Task objective -
Without the pictures, set down every line of the data exactly.

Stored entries
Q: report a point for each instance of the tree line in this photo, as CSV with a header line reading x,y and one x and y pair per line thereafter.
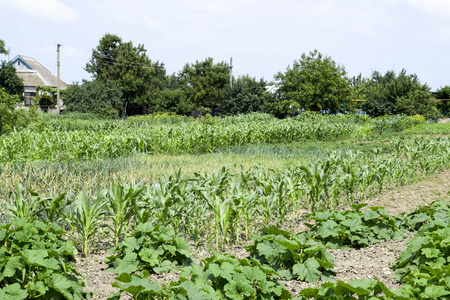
x,y
125,81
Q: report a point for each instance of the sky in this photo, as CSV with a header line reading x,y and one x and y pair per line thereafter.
x,y
264,37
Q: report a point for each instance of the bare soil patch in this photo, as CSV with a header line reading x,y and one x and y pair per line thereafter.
x,y
371,262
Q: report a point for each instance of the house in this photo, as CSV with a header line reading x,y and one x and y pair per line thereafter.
x,y
33,75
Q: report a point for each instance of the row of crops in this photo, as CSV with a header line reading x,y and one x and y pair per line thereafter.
x,y
37,262
123,138
215,208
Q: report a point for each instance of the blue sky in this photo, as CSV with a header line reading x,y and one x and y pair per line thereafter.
x,y
263,37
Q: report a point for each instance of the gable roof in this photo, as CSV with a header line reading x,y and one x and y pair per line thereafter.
x,y
33,73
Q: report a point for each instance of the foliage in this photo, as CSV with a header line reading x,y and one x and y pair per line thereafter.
x,y
281,108
119,206
369,289
424,216
221,276
47,95
443,106
36,262
354,227
172,101
393,123
129,67
87,219
3,47
292,255
9,80
103,98
316,83
204,83
10,117
397,94
154,249
247,95
429,247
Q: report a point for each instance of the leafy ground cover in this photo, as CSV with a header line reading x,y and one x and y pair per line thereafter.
x,y
36,261
223,208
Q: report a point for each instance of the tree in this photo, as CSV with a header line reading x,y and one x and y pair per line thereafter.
x,y
316,83
103,98
10,117
443,106
391,94
3,47
10,81
204,83
140,79
247,95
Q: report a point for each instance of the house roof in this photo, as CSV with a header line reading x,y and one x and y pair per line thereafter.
x,y
33,73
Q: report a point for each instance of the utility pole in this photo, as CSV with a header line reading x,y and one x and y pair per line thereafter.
x,y
231,72
58,100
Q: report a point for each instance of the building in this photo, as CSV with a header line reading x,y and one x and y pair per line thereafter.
x,y
34,75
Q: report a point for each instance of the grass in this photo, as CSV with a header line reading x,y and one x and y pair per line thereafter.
x,y
52,178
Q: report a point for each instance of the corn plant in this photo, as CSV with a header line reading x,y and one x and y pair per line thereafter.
x,y
120,208
22,207
87,218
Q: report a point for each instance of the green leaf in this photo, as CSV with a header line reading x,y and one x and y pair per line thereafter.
x,y
14,263
129,264
13,291
194,292
309,271
35,257
66,287
435,291
327,229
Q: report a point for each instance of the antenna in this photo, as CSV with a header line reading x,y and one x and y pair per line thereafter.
x,y
231,72
58,100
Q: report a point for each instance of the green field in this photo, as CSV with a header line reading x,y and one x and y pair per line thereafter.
x,y
213,182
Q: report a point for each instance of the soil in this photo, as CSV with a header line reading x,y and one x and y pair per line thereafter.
x,y
371,262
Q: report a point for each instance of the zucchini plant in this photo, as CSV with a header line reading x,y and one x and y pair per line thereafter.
x,y
37,262
153,249
292,256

Response to the task -
Q: report a point for each instance of the tree line in this photo, as CSV with a header line reading x,y and one x and y pair per line thereafter.
x,y
125,81
Q: report a point for each instance of the sky in this photo, as CSV with a header line reading x,y and one x and y pair per line thereafter.
x,y
264,37
Q: report a point for each instance of the bare soil patch in this photo, as CSV with a header line reading x,y and one x and y pair per line thereafter.
x,y
371,262
Q: report a point for each instance of the house in this photo, as CSV with a header line reading x,y and one x and y pair per line thereafter.
x,y
33,75
Q: report a point for each instance of the row of crops in this photo, as CSV with a header line reading x,y and one x and y pair per line thereafter.
x,y
37,262
123,138
215,208
Q: report a point for each instance of the blue sky in this photo, as CSV with a header line reading x,y and one x and y pair per line thereafter.
x,y
263,37
Q: report a point for each instance of the gable roof in this photo, as CSV with a header line reading x,y and one x and y pair per line thereafter.
x,y
33,73
Q: report a point for each instance of the foliage in this photo, as CSV with a header line reading x,y and one x and y pair per line thereafter.
x,y
281,108
119,206
369,289
424,216
221,276
47,95
443,106
36,262
354,227
172,101
393,123
129,67
87,219
3,47
292,255
9,80
103,98
316,83
204,83
10,117
397,94
154,249
247,95
429,247
Q: report a point for each instance of the leafy ground cover in this photo, as CSV with a header line reading x,y and one x and y pair per line thereafter.
x,y
36,261
223,208
Q: report a point for each instance of the tree in this photo, as CSV with a header line reading x,y and one x and y pair per line thereafter.
x,y
316,83
103,98
10,117
443,106
391,94
3,47
10,81
204,83
140,79
247,95
Q: report a point for each instance of the house roof in this photo, as CSV with a header line reading x,y and one x and y pair per line thereafter.
x,y
33,73
Q: report a point for each instance of the utility pole in this photo, as CSV with a header line reading x,y and one x and y pair per line thereafter.
x,y
231,72
58,100
Q: report a point for each instance of the building in this photo, as CSV with a header line reading x,y and one x and y pair per line thereafter.
x,y
34,75
Q: report a point for each instance of the grass in this photo, as CSV with a header line reading x,y and one x and y pair per line thereafter.
x,y
52,178
Q: report a point for each instance of the corn plant in this photo, as CSV with a header line reading x,y and one x and y pair per line thereafter.
x,y
120,208
22,207
87,218
Q: report a point for each instance of the green leaf in this photo, as CSV with a header line reading x,y and one x and y pair per line thereafter.
x,y
14,263
129,264
13,291
194,292
309,271
35,257
66,287
435,291
327,229
Q: report a point for each instance of the antenna in this photo, as CSV with a header line reading x,y and one x and y pair per line thereafter.
x,y
231,72
58,100
Q: report a point for each instance of the green field in this photo, as CSV with a header line reading x,y and one x and y pair per line thereafter.
x,y
213,182
Q: report a point for each instance of the soil in this photo, as CSV with a header line reading x,y and one x and y pair per line thereafter.
x,y
371,262
Q: report a point for each instance of the zucchini plant in this photo, as CSV with a header line reading x,y and one x and y pair per line thereafter.
x,y
37,262
153,249
292,256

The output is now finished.